The problem =
The lines to extract begin at the one containing "Annotation task — annotate the backpack strap" and run to the end of the listing; set them down exactly and alone.

Data supplied =
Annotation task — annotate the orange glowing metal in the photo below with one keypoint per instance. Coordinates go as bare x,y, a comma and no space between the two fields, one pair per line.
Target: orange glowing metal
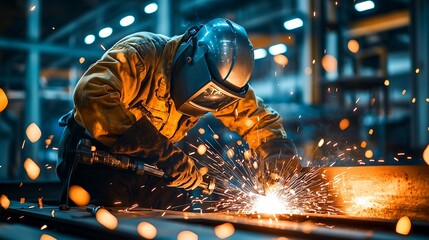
146,230
32,169
224,230
79,195
403,226
344,124
3,100
33,132
187,235
426,155
202,149
4,201
106,219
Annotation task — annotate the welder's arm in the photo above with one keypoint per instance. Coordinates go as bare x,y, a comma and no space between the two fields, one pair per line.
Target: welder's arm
102,101
143,140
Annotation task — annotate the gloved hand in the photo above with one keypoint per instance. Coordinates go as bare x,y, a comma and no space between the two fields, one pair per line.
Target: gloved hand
278,163
189,179
143,140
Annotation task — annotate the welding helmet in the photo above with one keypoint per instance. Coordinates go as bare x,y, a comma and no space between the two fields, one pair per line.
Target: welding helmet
211,67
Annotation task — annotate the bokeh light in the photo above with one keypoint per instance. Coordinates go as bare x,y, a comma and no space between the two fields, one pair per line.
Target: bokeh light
146,230
32,169
79,195
106,219
224,230
33,132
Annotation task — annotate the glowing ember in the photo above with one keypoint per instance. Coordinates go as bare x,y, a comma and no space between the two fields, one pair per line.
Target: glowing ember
79,195
329,63
4,201
230,153
281,60
146,230
33,132
426,155
47,237
32,169
344,124
3,100
353,46
238,184
224,230
403,226
201,131
202,149
321,142
369,154
106,219
187,235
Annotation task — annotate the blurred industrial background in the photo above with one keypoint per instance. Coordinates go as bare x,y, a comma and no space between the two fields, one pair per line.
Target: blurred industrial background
349,77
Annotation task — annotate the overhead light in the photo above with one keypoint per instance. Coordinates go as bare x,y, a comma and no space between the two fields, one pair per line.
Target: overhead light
364,6
126,21
277,49
151,8
293,23
89,39
259,53
105,32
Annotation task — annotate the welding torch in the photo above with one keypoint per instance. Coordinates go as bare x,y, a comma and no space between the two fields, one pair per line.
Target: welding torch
87,154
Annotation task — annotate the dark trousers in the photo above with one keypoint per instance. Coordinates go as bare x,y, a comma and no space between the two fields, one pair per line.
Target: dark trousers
112,187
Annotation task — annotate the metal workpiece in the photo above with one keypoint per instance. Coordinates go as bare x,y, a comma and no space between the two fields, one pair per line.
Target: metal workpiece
86,153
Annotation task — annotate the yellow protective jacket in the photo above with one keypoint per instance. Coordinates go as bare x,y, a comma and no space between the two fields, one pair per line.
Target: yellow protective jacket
136,72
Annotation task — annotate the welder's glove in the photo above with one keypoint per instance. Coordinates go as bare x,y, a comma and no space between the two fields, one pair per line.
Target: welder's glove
278,163
144,141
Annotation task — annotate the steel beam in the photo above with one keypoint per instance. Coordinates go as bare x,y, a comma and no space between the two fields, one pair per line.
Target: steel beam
48,47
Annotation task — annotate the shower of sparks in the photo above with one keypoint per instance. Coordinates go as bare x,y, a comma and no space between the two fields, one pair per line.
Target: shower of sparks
239,191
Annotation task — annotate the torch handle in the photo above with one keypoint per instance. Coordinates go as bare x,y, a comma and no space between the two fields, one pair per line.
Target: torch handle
87,155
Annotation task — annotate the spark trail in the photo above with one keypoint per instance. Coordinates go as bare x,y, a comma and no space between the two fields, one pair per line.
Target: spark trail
239,191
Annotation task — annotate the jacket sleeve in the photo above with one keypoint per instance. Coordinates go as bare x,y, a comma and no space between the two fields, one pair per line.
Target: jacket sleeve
252,120
102,95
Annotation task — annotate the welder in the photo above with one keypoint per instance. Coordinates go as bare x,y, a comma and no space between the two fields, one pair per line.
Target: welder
146,92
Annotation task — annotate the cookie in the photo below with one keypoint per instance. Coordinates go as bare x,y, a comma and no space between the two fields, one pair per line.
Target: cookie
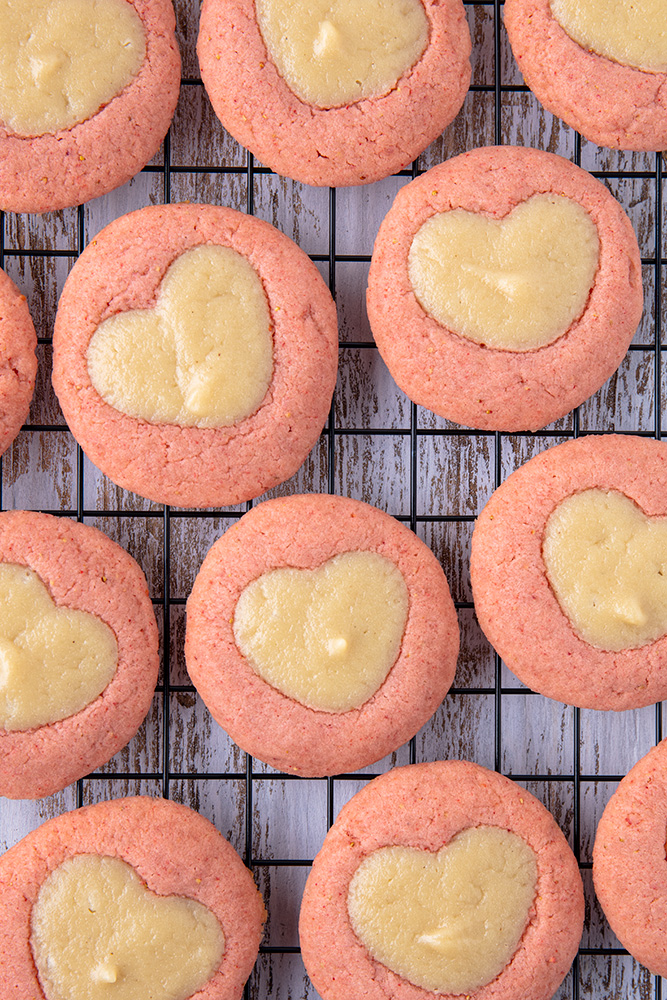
87,93
437,831
601,68
332,95
567,571
78,648
137,896
629,860
195,354
509,333
320,634
18,364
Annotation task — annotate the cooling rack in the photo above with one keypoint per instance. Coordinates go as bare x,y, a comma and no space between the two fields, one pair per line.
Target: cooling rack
378,447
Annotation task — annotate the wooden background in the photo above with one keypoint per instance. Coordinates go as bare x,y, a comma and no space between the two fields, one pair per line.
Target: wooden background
377,447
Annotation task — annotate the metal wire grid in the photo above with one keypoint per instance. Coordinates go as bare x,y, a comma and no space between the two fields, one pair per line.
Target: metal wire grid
562,777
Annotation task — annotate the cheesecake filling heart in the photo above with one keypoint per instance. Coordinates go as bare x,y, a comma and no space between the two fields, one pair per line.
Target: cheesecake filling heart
98,933
326,637
62,60
449,921
606,562
335,52
630,32
512,284
53,661
202,357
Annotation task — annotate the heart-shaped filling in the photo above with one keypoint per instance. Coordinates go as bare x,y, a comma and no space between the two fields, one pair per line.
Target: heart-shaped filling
98,933
606,562
326,637
449,921
203,356
62,60
513,284
630,32
334,52
53,661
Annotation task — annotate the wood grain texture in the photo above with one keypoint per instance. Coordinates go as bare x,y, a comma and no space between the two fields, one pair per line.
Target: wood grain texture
408,462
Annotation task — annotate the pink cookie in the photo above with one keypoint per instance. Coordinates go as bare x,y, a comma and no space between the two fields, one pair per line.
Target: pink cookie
174,851
468,382
18,364
424,806
629,867
304,532
39,173
609,103
85,571
122,269
515,604
352,144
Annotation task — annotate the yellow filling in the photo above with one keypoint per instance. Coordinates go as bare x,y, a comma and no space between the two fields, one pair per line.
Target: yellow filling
630,32
202,357
98,933
514,284
448,922
334,52
62,60
607,565
53,661
326,637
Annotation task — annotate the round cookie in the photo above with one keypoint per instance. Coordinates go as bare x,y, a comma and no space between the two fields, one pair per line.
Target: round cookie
610,103
124,269
83,571
18,364
629,860
465,380
515,601
174,852
353,141
423,807
70,165
307,533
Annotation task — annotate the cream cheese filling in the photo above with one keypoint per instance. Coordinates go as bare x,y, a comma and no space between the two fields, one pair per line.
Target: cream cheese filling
202,357
513,284
449,921
62,60
630,32
98,933
326,637
53,661
606,562
335,52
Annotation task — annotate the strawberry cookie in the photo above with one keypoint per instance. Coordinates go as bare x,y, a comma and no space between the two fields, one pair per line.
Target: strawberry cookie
78,651
195,354
335,93
437,881
600,67
569,572
321,634
131,898
505,288
87,92
629,867
18,364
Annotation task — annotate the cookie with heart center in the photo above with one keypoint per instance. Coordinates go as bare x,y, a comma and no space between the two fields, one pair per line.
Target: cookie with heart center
504,289
128,898
78,651
203,376
87,92
441,880
571,550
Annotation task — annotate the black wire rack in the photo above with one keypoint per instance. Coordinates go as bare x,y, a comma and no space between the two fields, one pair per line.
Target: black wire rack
379,447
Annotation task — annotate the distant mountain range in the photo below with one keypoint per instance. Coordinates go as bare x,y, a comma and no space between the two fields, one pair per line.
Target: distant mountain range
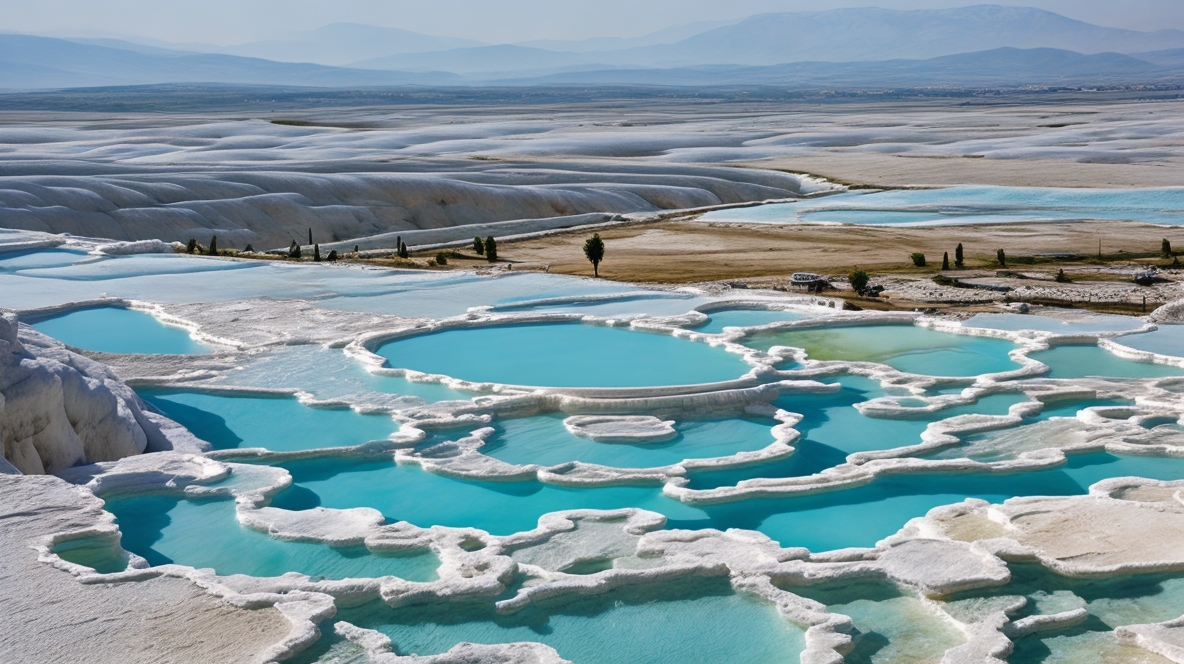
867,47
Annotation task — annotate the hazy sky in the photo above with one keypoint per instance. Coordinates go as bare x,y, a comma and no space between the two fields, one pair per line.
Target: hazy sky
230,21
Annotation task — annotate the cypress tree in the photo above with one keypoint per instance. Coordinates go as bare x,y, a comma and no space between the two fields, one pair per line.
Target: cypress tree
593,249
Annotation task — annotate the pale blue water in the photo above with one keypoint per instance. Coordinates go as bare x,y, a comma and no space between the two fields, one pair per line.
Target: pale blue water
17,260
1080,361
1168,340
831,429
204,534
970,205
111,329
692,620
907,348
853,517
1082,324
564,355
280,424
545,440
745,318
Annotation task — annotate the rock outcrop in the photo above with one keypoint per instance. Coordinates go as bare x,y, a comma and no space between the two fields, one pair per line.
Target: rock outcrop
59,410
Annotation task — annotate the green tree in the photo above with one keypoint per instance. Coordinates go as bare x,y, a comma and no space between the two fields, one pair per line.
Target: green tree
593,249
858,281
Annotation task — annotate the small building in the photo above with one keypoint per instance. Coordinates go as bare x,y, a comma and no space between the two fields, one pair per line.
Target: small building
808,281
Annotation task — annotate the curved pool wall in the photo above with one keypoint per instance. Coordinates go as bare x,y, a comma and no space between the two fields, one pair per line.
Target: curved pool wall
564,355
115,329
205,534
545,440
969,205
850,489
693,620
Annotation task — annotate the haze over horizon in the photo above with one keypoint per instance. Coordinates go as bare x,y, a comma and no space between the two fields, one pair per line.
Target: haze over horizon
227,23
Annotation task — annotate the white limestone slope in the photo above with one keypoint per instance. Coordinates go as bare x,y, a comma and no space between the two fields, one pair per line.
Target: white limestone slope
59,410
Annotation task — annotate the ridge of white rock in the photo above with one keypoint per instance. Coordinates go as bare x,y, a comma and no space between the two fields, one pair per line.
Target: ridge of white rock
59,410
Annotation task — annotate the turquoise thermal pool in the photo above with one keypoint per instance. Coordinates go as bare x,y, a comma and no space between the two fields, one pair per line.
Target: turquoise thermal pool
701,620
457,504
545,440
1081,361
205,534
853,517
564,355
907,348
280,424
113,329
969,205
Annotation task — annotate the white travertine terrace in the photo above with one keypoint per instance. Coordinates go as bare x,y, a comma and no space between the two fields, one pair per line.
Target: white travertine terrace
1124,527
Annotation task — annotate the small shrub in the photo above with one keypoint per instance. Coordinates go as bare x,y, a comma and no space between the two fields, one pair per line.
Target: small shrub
858,281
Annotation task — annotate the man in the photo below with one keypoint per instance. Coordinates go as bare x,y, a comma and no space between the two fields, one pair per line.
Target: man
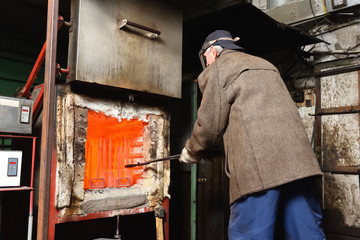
270,162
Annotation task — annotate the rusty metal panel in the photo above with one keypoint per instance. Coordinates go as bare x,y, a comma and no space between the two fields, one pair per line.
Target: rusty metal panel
341,135
129,58
340,90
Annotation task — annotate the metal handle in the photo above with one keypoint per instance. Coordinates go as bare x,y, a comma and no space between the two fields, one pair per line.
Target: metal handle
173,157
124,22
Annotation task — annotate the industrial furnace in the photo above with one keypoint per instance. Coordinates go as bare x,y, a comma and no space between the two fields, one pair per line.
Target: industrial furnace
131,48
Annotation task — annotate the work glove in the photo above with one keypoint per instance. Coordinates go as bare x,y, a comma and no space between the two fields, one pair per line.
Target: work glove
187,157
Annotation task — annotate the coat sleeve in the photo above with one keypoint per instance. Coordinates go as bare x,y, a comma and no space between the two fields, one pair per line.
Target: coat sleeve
212,115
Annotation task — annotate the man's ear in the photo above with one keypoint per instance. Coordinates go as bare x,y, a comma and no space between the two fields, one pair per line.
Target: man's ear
213,51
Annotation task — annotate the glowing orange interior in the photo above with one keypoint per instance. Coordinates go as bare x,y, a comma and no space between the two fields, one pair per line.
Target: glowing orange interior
110,145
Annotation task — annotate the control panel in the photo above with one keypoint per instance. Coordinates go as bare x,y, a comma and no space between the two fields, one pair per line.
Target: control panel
10,168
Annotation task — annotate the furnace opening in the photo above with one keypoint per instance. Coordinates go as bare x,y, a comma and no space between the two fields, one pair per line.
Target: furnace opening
110,145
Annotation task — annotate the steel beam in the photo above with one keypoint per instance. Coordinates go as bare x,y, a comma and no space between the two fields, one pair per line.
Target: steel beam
48,150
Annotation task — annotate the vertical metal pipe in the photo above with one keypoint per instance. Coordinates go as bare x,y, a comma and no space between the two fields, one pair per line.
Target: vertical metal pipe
31,204
193,166
48,150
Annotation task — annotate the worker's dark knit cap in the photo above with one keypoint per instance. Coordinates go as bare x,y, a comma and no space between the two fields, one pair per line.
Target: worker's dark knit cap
221,38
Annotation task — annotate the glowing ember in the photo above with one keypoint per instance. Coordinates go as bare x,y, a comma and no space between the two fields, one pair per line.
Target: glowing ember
110,145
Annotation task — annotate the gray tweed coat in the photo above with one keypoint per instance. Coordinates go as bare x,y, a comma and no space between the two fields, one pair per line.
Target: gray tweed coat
246,103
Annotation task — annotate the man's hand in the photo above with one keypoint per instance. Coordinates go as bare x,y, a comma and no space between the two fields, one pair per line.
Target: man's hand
187,157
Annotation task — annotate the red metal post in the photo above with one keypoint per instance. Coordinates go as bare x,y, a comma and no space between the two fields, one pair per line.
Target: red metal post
166,206
48,150
25,92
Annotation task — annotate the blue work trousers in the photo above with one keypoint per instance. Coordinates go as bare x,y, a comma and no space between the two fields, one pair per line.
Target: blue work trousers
295,205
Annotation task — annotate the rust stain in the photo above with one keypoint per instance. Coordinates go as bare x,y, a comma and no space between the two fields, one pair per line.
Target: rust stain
336,150
110,145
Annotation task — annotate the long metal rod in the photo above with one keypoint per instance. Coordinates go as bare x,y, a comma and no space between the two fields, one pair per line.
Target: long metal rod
193,166
48,122
173,157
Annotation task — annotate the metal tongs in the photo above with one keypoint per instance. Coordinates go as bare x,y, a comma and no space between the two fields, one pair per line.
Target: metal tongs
173,157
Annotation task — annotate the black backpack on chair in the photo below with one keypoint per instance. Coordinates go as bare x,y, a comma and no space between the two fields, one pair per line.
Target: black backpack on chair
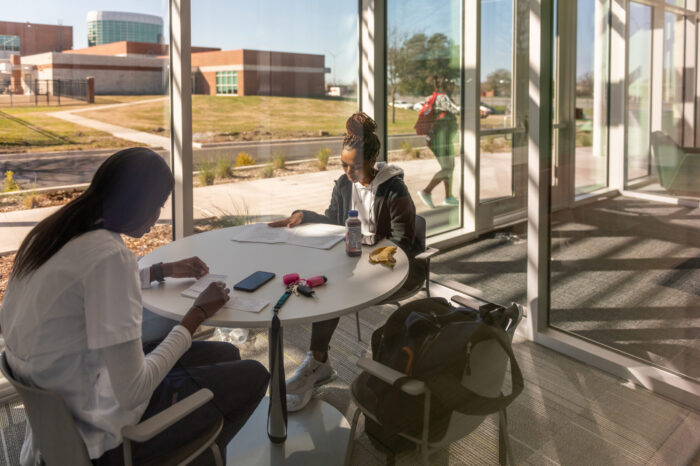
432,341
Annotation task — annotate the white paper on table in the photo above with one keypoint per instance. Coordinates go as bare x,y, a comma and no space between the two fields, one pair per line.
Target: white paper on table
318,235
201,284
260,233
246,303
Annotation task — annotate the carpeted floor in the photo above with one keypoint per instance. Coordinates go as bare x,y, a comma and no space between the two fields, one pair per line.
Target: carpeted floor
568,413
625,274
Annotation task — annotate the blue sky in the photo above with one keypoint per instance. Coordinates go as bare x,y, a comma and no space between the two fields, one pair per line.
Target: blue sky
308,26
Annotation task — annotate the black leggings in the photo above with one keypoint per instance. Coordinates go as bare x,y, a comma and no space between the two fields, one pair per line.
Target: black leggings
238,387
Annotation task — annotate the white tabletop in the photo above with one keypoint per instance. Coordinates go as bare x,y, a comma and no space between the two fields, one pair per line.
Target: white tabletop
353,282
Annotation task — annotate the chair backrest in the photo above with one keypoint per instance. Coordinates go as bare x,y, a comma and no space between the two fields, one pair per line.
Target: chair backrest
53,427
667,157
420,231
487,372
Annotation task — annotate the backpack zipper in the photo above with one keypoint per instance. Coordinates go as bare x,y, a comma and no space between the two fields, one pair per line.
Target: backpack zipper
467,368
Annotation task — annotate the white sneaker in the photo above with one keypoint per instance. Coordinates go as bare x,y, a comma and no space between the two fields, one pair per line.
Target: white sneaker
298,402
310,374
427,198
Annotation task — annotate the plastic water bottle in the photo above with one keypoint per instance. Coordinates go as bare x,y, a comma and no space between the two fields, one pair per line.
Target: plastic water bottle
353,234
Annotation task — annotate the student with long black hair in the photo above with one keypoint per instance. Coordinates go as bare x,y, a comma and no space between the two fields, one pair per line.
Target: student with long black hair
71,319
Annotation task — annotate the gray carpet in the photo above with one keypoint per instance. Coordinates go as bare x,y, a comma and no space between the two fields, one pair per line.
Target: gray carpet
625,274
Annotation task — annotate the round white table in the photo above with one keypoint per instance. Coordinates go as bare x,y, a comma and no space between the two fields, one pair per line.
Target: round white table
353,284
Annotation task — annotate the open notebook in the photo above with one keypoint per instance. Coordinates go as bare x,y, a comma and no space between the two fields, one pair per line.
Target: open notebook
313,235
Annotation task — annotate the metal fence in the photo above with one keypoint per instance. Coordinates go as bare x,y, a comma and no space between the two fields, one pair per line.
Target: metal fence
43,92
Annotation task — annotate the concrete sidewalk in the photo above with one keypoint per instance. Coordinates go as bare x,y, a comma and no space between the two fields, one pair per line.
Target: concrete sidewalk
258,200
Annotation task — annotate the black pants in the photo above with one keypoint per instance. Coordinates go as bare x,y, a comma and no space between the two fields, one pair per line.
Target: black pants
238,387
322,332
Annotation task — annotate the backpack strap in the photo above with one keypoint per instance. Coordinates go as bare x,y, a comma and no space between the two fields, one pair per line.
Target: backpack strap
454,395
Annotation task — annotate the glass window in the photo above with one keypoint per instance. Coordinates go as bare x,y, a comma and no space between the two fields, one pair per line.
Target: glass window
423,61
277,144
227,82
9,43
592,57
673,59
495,108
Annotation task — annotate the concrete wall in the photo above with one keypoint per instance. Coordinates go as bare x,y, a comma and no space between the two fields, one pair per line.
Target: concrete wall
113,75
39,38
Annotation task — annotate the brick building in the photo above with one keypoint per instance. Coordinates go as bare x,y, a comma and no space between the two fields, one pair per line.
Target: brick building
257,72
31,38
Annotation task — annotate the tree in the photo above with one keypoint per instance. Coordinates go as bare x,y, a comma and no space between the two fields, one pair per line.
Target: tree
584,85
397,62
498,82
425,57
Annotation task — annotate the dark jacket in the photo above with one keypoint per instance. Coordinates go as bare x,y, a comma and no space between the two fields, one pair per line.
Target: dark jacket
393,209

Result of this task =
Annotation task — annotate the backpack strap in the photo above with one keypoint per instance. Coordinates go as bare x,y, a comma and no space between the two fields, one pair per line.
Target: backpack strap
454,395
Annotation task — annotate the glass window in the photo above with one keypoint per instance. Coordinates go as bare x,y, a comma and no space between the two fields, one pair per line.
Target: glass window
423,61
277,144
227,82
9,43
592,57
673,59
495,108
Annotation task — annotate the concrete wall in the photo above with one keypoint per instance. Coordinates go as bare x,y, a comma and no space between the two fields, one pair per line.
Target: concrete wall
113,75
39,38
Annotation task — annotate the brick building in the photo above with one keypoint per instance. Coordinates go as bare x,y, a comma and no space between the two fields, one pair per line.
Target: brick building
257,72
31,38
Annotation task — annotate the tree in the photo above with one keypoint per instance. Coordinates go as bare x,y, a comma and no space between the two fields, one pair per line.
Target: tree
584,85
397,62
498,82
425,57
Annotation task — annotate the dark jacket in the photo above with one keypoint per instance. Coordinates go as bare x,y, a comma and no space between the two fields, one pair per line.
Target: dark jacket
393,209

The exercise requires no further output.